Pick out every line in the items below that contains the word "bright" and copy those lines. Only matches with the same uppercase and lowercase letters count.
--- START OF Given data ---
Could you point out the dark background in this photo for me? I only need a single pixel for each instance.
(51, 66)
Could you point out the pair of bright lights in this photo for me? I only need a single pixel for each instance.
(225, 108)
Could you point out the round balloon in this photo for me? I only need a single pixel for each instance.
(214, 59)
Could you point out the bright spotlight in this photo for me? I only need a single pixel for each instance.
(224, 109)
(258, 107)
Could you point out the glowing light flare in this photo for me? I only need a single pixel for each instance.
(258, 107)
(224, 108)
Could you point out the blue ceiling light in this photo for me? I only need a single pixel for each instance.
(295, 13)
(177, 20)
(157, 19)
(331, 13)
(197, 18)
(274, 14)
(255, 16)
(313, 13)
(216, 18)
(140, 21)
--- END OF Given data ---
--- START OF Given data ---
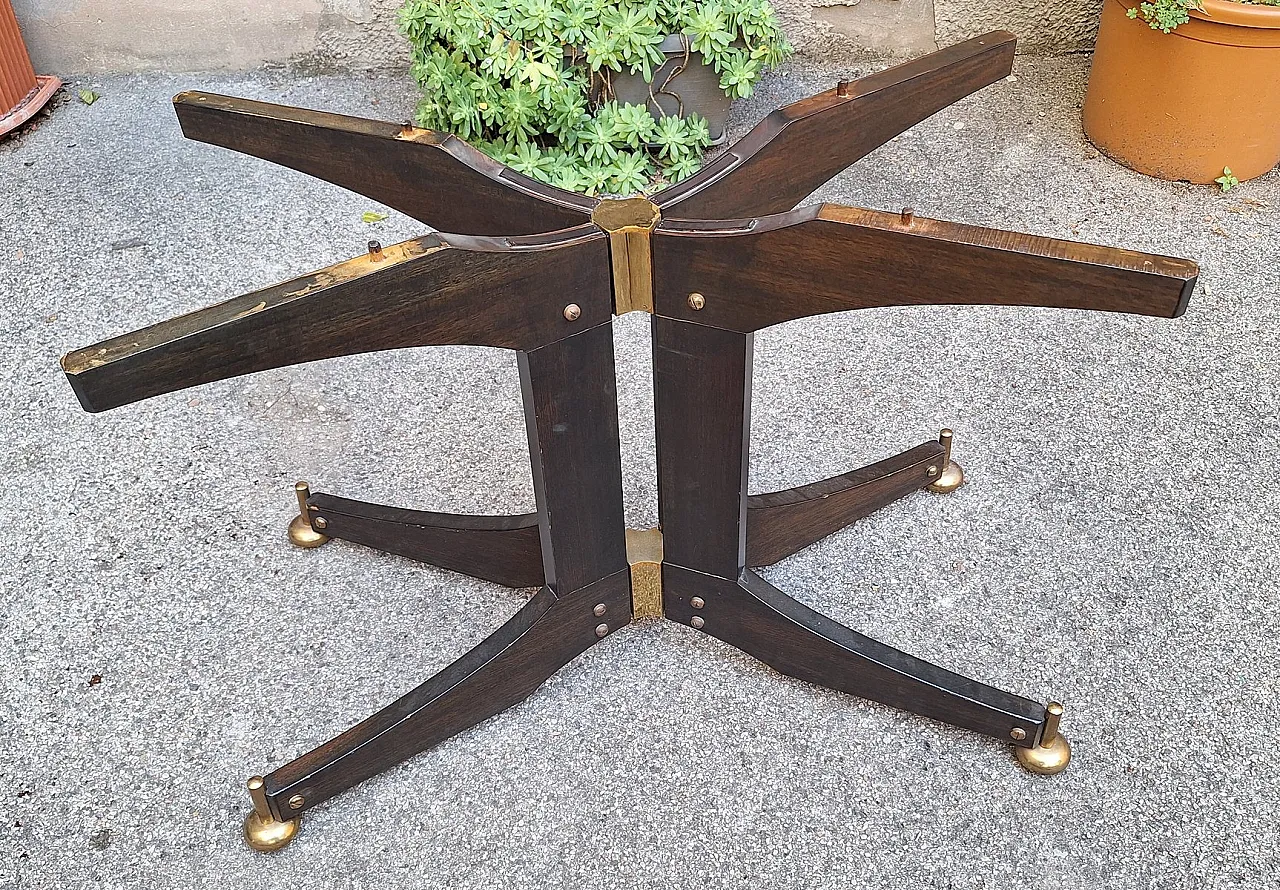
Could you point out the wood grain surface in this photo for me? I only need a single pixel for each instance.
--- END OF Given data ---
--- START OF Given data ---
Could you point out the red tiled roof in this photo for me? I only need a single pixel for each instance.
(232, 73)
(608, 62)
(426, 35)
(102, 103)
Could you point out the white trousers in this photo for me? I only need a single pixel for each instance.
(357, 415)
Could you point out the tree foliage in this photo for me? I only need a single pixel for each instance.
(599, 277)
--- END OF Given data ---
◆ Answer to the problem:
Could you point out the pair of bright lights in this photo for me? I only need a single pixel for each instance.
Could you point out the bright spotlight in this photo for me? I only need a single pixel for each instance.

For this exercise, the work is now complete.